## begin EXTRACTED INFORMATION

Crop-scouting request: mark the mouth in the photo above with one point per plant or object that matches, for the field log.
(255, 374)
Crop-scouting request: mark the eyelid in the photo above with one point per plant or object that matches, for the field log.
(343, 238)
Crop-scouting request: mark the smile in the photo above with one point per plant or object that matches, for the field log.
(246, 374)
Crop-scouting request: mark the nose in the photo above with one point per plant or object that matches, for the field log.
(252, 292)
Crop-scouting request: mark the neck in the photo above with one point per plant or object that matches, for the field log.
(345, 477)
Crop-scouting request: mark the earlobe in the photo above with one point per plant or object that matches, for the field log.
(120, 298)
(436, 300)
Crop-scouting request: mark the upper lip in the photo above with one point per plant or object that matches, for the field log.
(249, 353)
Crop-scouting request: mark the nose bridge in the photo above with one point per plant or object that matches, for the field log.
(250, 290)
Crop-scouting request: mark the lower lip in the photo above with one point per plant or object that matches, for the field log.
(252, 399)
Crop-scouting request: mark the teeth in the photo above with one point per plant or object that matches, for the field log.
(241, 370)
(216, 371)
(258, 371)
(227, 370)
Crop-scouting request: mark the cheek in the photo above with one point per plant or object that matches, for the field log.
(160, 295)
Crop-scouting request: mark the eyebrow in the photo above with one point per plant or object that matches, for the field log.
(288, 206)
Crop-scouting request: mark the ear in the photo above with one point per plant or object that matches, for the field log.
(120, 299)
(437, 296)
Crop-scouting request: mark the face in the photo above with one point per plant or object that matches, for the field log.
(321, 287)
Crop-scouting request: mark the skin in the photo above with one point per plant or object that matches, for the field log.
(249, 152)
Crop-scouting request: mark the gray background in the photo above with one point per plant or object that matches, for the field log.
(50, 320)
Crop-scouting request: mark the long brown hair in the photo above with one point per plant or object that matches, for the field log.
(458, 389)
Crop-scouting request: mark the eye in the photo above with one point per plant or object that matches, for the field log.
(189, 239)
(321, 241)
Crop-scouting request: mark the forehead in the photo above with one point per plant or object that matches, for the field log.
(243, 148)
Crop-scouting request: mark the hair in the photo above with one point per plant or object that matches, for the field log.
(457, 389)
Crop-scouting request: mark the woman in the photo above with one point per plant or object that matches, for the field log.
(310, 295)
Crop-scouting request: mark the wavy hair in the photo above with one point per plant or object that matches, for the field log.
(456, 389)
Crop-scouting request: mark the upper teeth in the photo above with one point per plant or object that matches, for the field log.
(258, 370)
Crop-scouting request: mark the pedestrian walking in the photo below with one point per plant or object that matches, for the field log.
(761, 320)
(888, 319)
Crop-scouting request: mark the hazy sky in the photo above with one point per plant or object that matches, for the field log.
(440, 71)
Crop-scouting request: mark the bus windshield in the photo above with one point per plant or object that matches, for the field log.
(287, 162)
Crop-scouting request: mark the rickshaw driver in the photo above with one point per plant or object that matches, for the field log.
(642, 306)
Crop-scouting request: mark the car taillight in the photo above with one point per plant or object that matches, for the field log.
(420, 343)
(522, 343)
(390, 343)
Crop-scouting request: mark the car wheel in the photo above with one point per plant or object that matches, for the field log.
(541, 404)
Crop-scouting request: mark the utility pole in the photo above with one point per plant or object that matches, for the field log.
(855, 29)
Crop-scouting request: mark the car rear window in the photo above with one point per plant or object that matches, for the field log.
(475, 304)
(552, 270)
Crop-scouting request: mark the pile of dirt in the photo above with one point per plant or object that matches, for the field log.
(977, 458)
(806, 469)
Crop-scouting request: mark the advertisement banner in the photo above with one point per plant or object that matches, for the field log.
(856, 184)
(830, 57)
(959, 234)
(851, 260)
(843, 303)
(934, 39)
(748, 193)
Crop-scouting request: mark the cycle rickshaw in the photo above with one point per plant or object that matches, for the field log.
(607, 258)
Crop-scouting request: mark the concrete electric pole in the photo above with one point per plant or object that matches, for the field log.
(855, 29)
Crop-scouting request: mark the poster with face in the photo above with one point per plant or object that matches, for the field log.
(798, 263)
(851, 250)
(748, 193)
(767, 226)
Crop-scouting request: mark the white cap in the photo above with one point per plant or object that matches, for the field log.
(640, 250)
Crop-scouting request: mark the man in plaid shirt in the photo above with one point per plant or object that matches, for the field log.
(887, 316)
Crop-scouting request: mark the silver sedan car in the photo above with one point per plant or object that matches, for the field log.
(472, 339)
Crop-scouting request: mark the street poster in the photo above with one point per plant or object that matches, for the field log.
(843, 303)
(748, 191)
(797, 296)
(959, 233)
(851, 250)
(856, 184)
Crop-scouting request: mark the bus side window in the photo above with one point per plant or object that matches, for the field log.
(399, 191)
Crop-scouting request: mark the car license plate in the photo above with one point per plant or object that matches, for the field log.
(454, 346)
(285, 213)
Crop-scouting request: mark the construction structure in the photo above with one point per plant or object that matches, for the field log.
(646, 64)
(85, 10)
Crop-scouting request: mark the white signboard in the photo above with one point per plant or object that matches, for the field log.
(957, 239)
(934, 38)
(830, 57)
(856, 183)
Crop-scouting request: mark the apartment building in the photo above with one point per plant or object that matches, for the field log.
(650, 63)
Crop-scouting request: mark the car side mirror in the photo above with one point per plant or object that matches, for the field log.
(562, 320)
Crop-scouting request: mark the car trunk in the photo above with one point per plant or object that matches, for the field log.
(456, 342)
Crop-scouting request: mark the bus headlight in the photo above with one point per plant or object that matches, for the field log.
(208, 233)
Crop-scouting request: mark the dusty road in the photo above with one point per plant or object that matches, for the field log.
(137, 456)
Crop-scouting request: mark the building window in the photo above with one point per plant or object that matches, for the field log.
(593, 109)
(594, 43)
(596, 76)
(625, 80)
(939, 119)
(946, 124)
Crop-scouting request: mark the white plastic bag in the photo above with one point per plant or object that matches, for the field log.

## end EXTRACTED INFORMATION

_INSTRUCTIONS FOR THE TASK_
Write the entries again, exactly as they stand.

_RESPONSE TO THIS EXERCISE_
Crop-scouting request: mark the mouth in the photo above with one point per plant or object that matches, for the field log.
(255, 374)
Crop-scouting request: mark the eyelid in the photo above with one point per plant or object that matches, for the field log.
(343, 238)
Crop-scouting request: mark the smile in the photo above with one point per plant or object that matches, for the field log.
(246, 374)
Crop-scouting request: mark the nose in the photo above with one point per plant or object that matches, for the field log.
(252, 292)
Crop-scouting request: mark the neck in the photo above with one point per plant or object that matches, for the field log.
(345, 477)
Crop-scouting request: mark the earlobe in the photo above with one point per plant or object that matches, for the field log.
(120, 298)
(436, 300)
Crop-scouting request: mark the upper lip in the photo above with one point per plant or object that matches, for the field log.
(249, 353)
Crop-scouting request: mark the nose bridge in the photo above with one point per plant or object that matches, for the field log.
(250, 290)
Crop-scouting request: mark the lower lip in the photo above with one point per plant or object that matches, for the field log.
(252, 399)
Crop-scouting request: mark the teeth in the photo above with one point per plant or object that matches, for the field log.
(241, 370)
(216, 371)
(258, 371)
(227, 370)
Crop-scouting request: mark the cheek in the photo above with one point per plant or object that matches, for the field log.
(160, 295)
Crop-scouting request: mark the eyebrow in the photo above with one point per plant or object that matches, for the field log.
(288, 206)
Crop-scouting request: mark the ear in the photo above with one point per plant or object that matches, for the field log.
(120, 299)
(437, 296)
Crop-scouting request: mark the face in the photo above with one point per plant or object that matches, for the field log.
(321, 287)
Crop-scouting request: mark the skin in the photo above with one point per plant or object that matches, for the field log.
(249, 152)
Crop-scouting request: mark the gray background in the photo above with one point per plant or object that matches, for the field log.
(50, 320)
Crop-scouting request: mark the long brown hair in the photo above with one point per plant or object that matches, for the field log.
(458, 389)
Crop-scouting request: mark the eye in the photo above with one point per plant or object that matches, for the field log.
(189, 239)
(321, 241)
Crop-scouting request: mark the forehead in the photo above with one point per plant or object that matches, for the field log.
(243, 148)
Crop-scouting request: mark the hair in the photo above with one point per plant or object that matches, for the field log.
(457, 389)
Crop-scouting request: mark the woman in the photo above with one point per plant or object that matches, for the field log.
(310, 295)
Crop-scouting request: mark the wavy hair in the photo above with one point per plant or object that matches, for the field log.
(456, 389)
Crop-scouting request: mark the upper teeth in the photo above with one point per plant or object that matches, for the field log.
(258, 370)
Crop-scouting request: mark the pedestrian walking in the photo below with one point per plant or object that matches, for the field log.
(761, 320)
(888, 319)
Crop-scouting request: mark the hazy sky in the photo above with one point per plant or object that matches, for the field log.
(440, 71)
Crop-scouting request: mark the bus windshield in the photo above with one point per plant or object that matches, for the field log.
(287, 162)
Crop-scouting request: mark the rickshaw driver in the photo above with one point per plant or object that matches, for the field log.
(642, 306)
Crop-scouting request: mark the car taillight in the photo above with one point per plant or object that matches, for the field log.
(420, 343)
(522, 343)
(390, 343)
Crop-scouting request: mark the car wheel in the photo above with one point per plant or object that matches, for the field log.
(541, 404)
Crop-scouting request: mark the utility pole in the photo above with one point per plant or object that matches, for the field log.
(855, 29)
Crop-scouting request: mark the car rear window in the photo above with one point per plant or object that matches, for the field log.
(475, 304)
(552, 270)
Crop-scouting request: mark the pile of dirt in the photo above with one point per plant or object that matches, for the field log.
(977, 458)
(806, 469)
Crop-scouting request: mark the advertisement banner in the photo above with one point per plant or object that matches, for the field log.
(856, 184)
(830, 57)
(959, 234)
(851, 260)
(843, 303)
(934, 39)
(748, 193)
Crop-scouting request: mark the cycle rickshaw in the photo above with one point per plant or object that matches, for the field log.
(607, 258)
Crop-scouting request: mark the concrete electric pole in the photo above with one point per plant or object that matches, for the field log.
(855, 29)
Crop-scouting request: mark the poster with face in the photo above with one point per plant or object that matches, for the field log.
(798, 263)
(851, 250)
(748, 193)
(767, 226)
Crop-scouting request: mark the white cap in the photo above with one point per plant or object that matches, for the field log.
(640, 250)
Crop-scouting request: mark the man in plaid shirt in the photo above with one point per plant or object that matches, for the field log.
(887, 316)
Crop-scouting request: mark the silver sedan car in the photo above with one point per plant or object that matches, for the field log.
(472, 339)
Crop-scouting request: mark the street poster in the photo above with one point per plant or object that matches, for the field log.
(843, 303)
(748, 191)
(797, 296)
(959, 233)
(851, 250)
(856, 184)
Crop-scouting request: mark the bus side window in the photo above with one point per plant or object that matches, for the field log.
(399, 191)
Crop-scouting request: mark the car license plate in the photo above with one point per plant or object that matches, for the field log.
(454, 346)
(285, 213)
Crop-scouting request: mark the construction structure in the photo above with one point per plant or object that matches, for the field log.
(646, 64)
(85, 10)
Crop-scouting request: mark the white signboard in the photo above with one point per plant or object that matches, for the field log.
(957, 239)
(934, 38)
(830, 57)
(856, 183)
Crop-scouting request: mark the apartment building in the photo above with one point per plant or object that matches, for the field log.
(650, 63)
Crop-scouting request: mark the car side mirror in the photo above with one point per plant or object that matches, for the field log.
(562, 320)
Crop-scouting request: mark the car trunk in the photo above with one point per plant or object that matches, for the field log.
(456, 342)
Crop-scouting request: mark the bus headlight in the photo above with one point per plant or object that matches, for the field log.
(208, 233)
Crop-scouting request: mark the dusty road in the photo above with one point per plant or object that matches, for the field log.
(137, 456)
Crop-scouting request: mark the building window in the photo above with one point per plant or object that matches, for the field log.
(593, 109)
(594, 43)
(596, 76)
(625, 80)
(939, 119)
(946, 124)
Crop-scouting request: mark the white plastic bag in the photo above with one point per plant or object that matches, for the field log.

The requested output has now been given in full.